▶ [What is needed] Return each line of the items below that contains the string "tile".

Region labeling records
* START *

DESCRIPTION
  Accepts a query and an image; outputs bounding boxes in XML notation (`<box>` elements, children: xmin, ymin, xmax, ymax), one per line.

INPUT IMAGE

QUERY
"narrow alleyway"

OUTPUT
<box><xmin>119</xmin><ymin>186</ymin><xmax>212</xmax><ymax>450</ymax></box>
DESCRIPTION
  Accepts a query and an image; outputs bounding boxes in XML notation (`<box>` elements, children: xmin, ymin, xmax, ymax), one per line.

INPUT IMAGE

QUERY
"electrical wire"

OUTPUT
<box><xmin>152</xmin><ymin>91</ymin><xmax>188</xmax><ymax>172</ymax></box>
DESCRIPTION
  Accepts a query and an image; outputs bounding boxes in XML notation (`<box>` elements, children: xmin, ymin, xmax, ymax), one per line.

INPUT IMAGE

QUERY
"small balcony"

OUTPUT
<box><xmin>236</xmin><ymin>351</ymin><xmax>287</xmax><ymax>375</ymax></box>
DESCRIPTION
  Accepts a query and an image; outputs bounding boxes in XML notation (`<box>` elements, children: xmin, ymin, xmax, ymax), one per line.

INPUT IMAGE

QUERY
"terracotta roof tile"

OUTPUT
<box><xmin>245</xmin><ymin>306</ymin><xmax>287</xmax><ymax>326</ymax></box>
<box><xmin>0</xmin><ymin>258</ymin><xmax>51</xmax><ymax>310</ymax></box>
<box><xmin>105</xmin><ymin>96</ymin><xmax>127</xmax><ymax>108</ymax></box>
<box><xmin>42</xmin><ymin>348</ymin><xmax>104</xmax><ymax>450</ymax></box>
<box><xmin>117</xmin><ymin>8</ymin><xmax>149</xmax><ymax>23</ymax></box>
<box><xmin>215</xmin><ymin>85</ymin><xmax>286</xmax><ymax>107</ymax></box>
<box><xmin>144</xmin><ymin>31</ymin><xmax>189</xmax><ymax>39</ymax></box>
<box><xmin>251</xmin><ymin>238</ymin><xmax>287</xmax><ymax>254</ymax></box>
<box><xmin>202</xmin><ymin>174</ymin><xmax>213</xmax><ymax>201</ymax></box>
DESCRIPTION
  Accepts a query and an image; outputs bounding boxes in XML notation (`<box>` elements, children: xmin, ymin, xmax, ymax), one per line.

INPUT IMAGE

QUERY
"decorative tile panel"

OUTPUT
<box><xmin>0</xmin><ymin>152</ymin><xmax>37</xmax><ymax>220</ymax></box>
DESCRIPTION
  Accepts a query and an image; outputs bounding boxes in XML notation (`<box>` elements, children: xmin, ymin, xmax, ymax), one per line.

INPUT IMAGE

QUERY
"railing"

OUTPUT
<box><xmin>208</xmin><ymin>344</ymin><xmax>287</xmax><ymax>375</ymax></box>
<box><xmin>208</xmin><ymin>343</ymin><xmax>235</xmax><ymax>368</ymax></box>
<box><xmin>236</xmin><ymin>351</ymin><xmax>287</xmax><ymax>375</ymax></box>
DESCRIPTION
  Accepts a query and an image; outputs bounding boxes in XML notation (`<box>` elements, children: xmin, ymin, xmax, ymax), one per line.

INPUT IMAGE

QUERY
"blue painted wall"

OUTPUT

* END *

▶ [Written response]
"terracotta roof tile"
"decorative tile panel"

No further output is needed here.